PROBLEM DESCRIPTION: I'd like every entry transcribed word for word, with no pictures.

##########

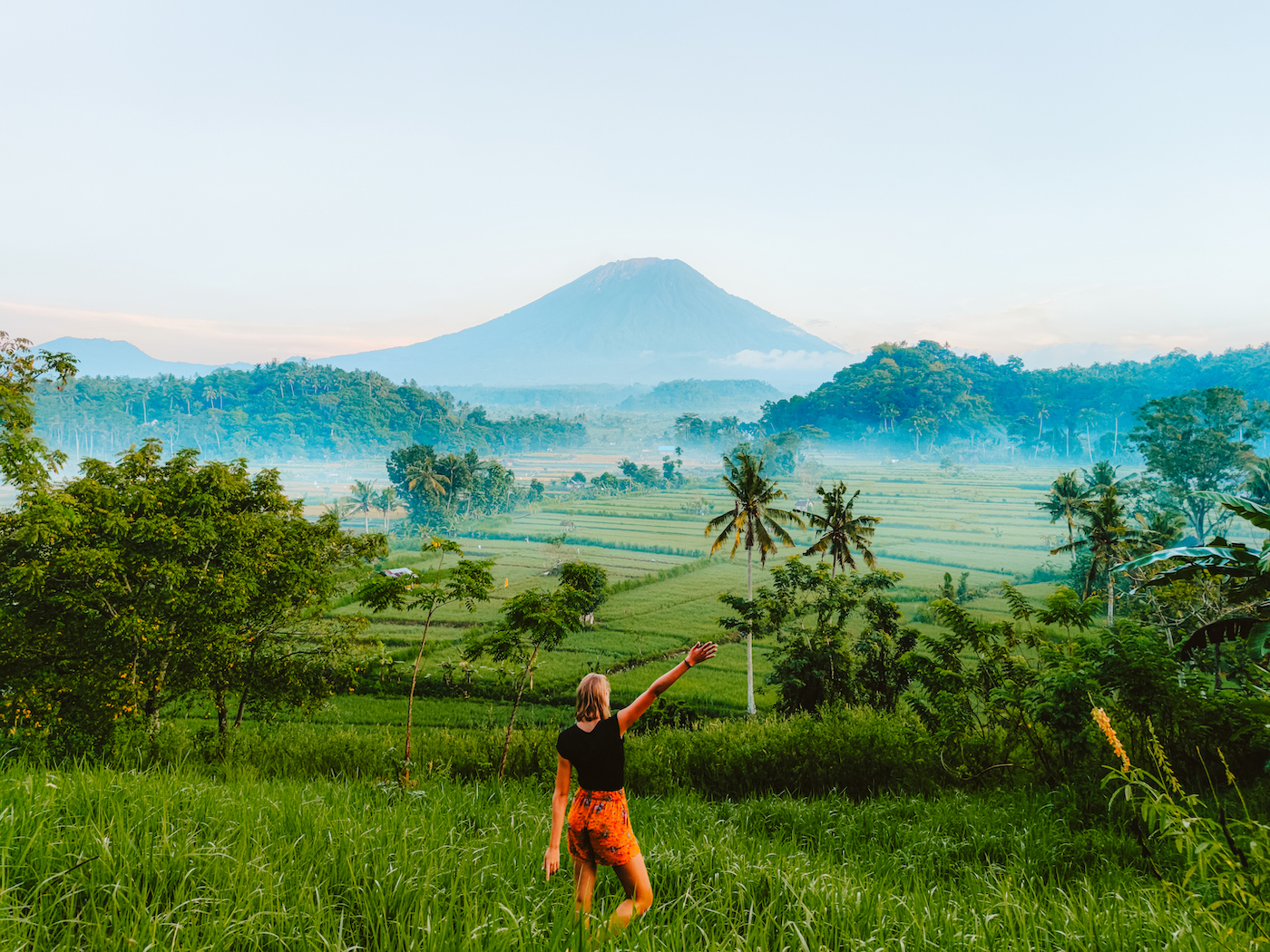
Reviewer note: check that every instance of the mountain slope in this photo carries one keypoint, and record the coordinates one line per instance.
(641, 320)
(99, 357)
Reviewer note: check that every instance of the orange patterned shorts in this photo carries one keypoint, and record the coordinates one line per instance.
(600, 828)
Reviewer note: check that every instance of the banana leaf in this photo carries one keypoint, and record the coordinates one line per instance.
(1247, 510)
(1254, 631)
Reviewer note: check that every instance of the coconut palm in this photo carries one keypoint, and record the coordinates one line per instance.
(364, 500)
(841, 529)
(1067, 500)
(1109, 541)
(751, 523)
(385, 501)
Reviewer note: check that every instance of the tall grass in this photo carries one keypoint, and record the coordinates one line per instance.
(584, 541)
(854, 752)
(103, 860)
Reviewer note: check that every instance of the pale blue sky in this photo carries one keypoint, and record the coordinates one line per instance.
(251, 180)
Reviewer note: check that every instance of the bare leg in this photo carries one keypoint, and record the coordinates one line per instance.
(583, 886)
(639, 892)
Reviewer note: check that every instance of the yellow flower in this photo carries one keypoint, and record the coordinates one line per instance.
(1104, 723)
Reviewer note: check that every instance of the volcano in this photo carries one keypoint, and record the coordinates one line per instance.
(645, 319)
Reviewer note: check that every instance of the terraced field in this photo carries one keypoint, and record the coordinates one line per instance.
(984, 522)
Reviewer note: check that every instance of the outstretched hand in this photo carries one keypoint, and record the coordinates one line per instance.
(700, 653)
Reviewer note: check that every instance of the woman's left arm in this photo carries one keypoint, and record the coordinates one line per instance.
(559, 801)
(630, 714)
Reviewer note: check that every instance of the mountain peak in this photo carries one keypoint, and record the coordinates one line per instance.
(648, 319)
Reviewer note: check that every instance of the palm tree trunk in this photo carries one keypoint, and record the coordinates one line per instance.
(749, 635)
(507, 740)
(409, 704)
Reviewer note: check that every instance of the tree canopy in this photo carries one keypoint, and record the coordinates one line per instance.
(914, 393)
(145, 583)
(281, 410)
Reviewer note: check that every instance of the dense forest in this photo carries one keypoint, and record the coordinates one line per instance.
(926, 393)
(281, 410)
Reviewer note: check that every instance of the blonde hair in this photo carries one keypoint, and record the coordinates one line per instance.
(593, 697)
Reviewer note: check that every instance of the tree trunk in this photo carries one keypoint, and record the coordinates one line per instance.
(250, 668)
(222, 714)
(507, 740)
(749, 635)
(409, 704)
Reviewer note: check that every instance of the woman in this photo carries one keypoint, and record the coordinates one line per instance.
(600, 827)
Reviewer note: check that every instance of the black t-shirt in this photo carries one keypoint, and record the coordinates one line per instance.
(599, 754)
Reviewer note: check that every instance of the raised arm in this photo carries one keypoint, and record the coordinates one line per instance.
(698, 654)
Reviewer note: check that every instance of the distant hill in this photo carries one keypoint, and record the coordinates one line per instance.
(643, 320)
(99, 357)
(734, 396)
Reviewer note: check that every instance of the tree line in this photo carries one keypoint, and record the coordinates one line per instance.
(926, 395)
(278, 410)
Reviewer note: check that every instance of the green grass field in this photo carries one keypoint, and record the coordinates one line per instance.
(168, 859)
(107, 860)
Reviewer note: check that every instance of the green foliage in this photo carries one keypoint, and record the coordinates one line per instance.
(24, 460)
(587, 579)
(1003, 694)
(1227, 859)
(1197, 443)
(285, 409)
(533, 621)
(841, 529)
(337, 865)
(442, 489)
(145, 583)
(904, 393)
(880, 675)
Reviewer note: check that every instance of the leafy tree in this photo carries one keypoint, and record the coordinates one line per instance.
(882, 645)
(385, 503)
(148, 581)
(283, 409)
(1197, 443)
(434, 485)
(1108, 539)
(24, 460)
(466, 583)
(533, 621)
(1257, 485)
(752, 522)
(588, 579)
(841, 529)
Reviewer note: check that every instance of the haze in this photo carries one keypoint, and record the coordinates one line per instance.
(238, 181)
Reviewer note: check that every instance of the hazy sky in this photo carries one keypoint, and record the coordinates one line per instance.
(249, 180)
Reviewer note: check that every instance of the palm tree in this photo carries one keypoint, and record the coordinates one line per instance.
(364, 500)
(1067, 500)
(385, 501)
(841, 529)
(752, 522)
(1109, 541)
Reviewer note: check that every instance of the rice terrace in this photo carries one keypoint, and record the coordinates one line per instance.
(767, 478)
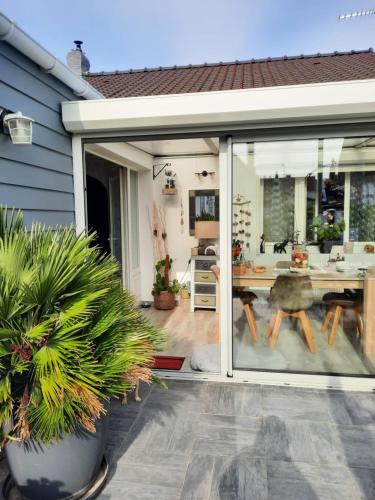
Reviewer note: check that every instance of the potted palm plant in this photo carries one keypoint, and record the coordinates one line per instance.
(328, 231)
(206, 227)
(71, 338)
(164, 290)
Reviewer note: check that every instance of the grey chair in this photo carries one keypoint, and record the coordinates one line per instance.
(292, 296)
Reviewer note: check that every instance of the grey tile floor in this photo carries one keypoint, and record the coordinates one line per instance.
(205, 440)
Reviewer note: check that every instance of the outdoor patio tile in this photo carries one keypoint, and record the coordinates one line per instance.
(358, 446)
(182, 437)
(288, 440)
(197, 485)
(302, 405)
(215, 440)
(152, 430)
(364, 483)
(239, 477)
(233, 399)
(153, 475)
(287, 480)
(327, 444)
(352, 409)
(132, 491)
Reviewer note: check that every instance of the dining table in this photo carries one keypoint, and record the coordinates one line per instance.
(325, 278)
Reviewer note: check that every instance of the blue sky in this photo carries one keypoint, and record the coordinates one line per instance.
(123, 34)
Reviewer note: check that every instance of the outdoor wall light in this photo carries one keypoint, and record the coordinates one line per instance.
(20, 127)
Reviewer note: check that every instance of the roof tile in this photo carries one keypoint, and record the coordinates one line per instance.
(304, 69)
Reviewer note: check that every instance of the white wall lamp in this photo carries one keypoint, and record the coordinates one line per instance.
(20, 127)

##########

RESPONSE TO THE TASK:
Reviewer note: check that every instance of the mountain slope in this photo carries one keypoint, and record the coordinates one line per instance.
(641, 320)
(99, 357)
Reviewer note: check that every instance of the orange patterned shorts in this photo carries one keypoint, and record the coordinates one line per instance.
(600, 828)
Reviewer note: check that every instance of the banana leaf in this photo carries one keypoint, and record the coordinates one line per instance.
(1247, 510)
(1254, 631)
Reviewer note: check that every instance of the coconut palm in this photo carries one keypoint, and record the coordinates one line per instance.
(364, 500)
(841, 529)
(1067, 500)
(1109, 541)
(751, 523)
(385, 501)
Reviewer note: check that every instance of the tall grass in this photo carries one keypoint, and record the coordinates one line per instance.
(584, 541)
(854, 752)
(103, 860)
Reviewer note: check that every instance of the pale blue sky in this photo carries one keypoint, and record the coordinates one line per instance.
(251, 180)
Reviewer note: check that every instance of the bare leg in this photo carries one keypoint, and record the coordinates one line per instance.
(583, 886)
(639, 892)
Reviewer note: check that every instance of the yellow flower in this photo carries one keypoint, and record the coordinates one line per instance.
(1104, 723)
Reviewer note: check that every instance of the volcano in this photo carries one keypoint, and record the coordinates one line per instance.
(645, 319)
Reviewer note: check that every instance of the terraced field in this photo carries one keypoint, and record the coordinates one line per instance.
(984, 522)
Reviewer note: check that every instance of the outstretched hand in this photo carries one keypoint, and record the coordinates one line per instance.
(700, 653)
Reviewer note: check that every instance of the woman's left arm in this photo carries one keypoint, and record the coordinates one line per instance.
(559, 801)
(630, 714)
Reviewer note: check that every instance of the mountain peak in this photo carries one keypoint, and record the coordinates one line per instance.
(648, 319)
Reviewer note: check that every instance of the palm tree trunk in this photo carries one keypoint, and record the coordinates one line per instance.
(749, 635)
(507, 740)
(409, 704)
Reviewer note: check that every instance of the tree canopy in this photo carries one keypoint, and record the coordinates one line per instance.
(914, 393)
(145, 583)
(281, 410)
Reviewer note: check that every instance of the dense forest in this photo carries one keypoint, and record the coordinates one line per instance.
(926, 393)
(281, 410)
Reviewer note: check that every instance of the blonde hair in this photo carries one keypoint, and record the coordinates one line per instance.
(593, 697)
Reviewer note: check that every instance of the tree trunk in this photo carries one keypoint, and record the coordinates one line per instance.
(250, 668)
(222, 714)
(507, 740)
(749, 635)
(409, 704)
Reviewer note: check that every instance of the woman in this photo carries one keypoint, and record the coordinates one line per instance.
(600, 827)
Reviewer note: check that every instance of the black t-shirt in this photo carries one keypoint, and record the coordinates one line per instance.
(599, 754)
Reviewer note: check that every instance of the raised arm in this photo carries one keypoint, and record the coordinates one line per instance.
(698, 654)
Reviewer note: check that every instance of the distant hill in this photo carries one keypoint, and record the coordinates one line per instance.
(643, 320)
(99, 357)
(734, 396)
Reviewer note: check that every instance of the tree line in this photo carries one keypoint, and record the coordinates one line per instance.
(926, 395)
(278, 410)
Reviewer note: check that every instance of the green grass field in this photo carries one keypoint, and record the coordinates one line per instance.
(168, 859)
(107, 860)
Reviewer note: check that every instance of the green foliage in this photo carries one keypoint, and record the coordinates one line per instance.
(24, 460)
(587, 579)
(1003, 694)
(1227, 859)
(1197, 443)
(285, 409)
(533, 621)
(841, 529)
(337, 865)
(442, 489)
(145, 583)
(904, 393)
(880, 675)
Reviewer note: check that every instance of the leafy tree in this photo carries one keypoint, and record the coordinates one line per instance.
(882, 645)
(385, 503)
(148, 581)
(283, 409)
(1197, 443)
(434, 485)
(1108, 539)
(24, 460)
(466, 583)
(533, 621)
(1257, 485)
(752, 522)
(588, 579)
(841, 529)
Reviewer note: check that every instance of the haze in this photo carries one keypoint, and record the coordinates one line per instance.
(238, 181)
Reviewer note: check that every instance of the hazy sky in this photo carries one keypoint, and record the coordinates one line per instance.
(249, 180)
Reviewer note: check that every instance of the palm tree in this photo carries one keypoint, and record the coordinates one line per instance.
(364, 500)
(1067, 500)
(385, 501)
(841, 529)
(752, 522)
(1109, 541)
Reviewer note: check that every instance of the rice terrace in this photo carries one keypoint, and record the coordinates one line per instance.
(767, 478)
Reviewer note: check that every instance of the potted palm plant in this photo carries one keypoint, and record the coordinates one line per instance.
(328, 231)
(206, 227)
(71, 338)
(164, 290)
Reviewer note: check that every instance of the grey chair in this photo carries one keypoint, and record the coordinates one line per instance.
(292, 296)
Reviewer note: check that every instance of the grey tile floor in this photo carries one keypoint, and record the coordinates one line per instance.
(205, 440)
Reviewer note: check that every instance of the outdoor patio tile in this photo carries one keypoint, and record the coordinates one line per instance.
(358, 446)
(182, 437)
(288, 440)
(197, 485)
(302, 405)
(215, 440)
(152, 430)
(364, 483)
(239, 477)
(233, 399)
(153, 475)
(287, 480)
(327, 444)
(352, 409)
(132, 491)
Reviewer note: check that every instance of the dining table in this photo carries one keypoint, and record the coordinates one line per instance.
(325, 278)
Reviewer note: check that every instance of the blue sky in this photo carries one keypoint, and record the coordinates one line per instance.
(123, 34)
Reviewer note: check that every instance of the outdoor wall light in this photo carries one keypoint, and record the coordinates one line per instance.
(20, 127)
Reviewer note: check that every instance of the roof tile in this photo carries one keypoint, and record the coordinates one line per instance.
(304, 69)
Reviewer note: check that every instance of the white wall lamp in this photo carries one keypoint, and record the coordinates one line per instance.
(20, 127)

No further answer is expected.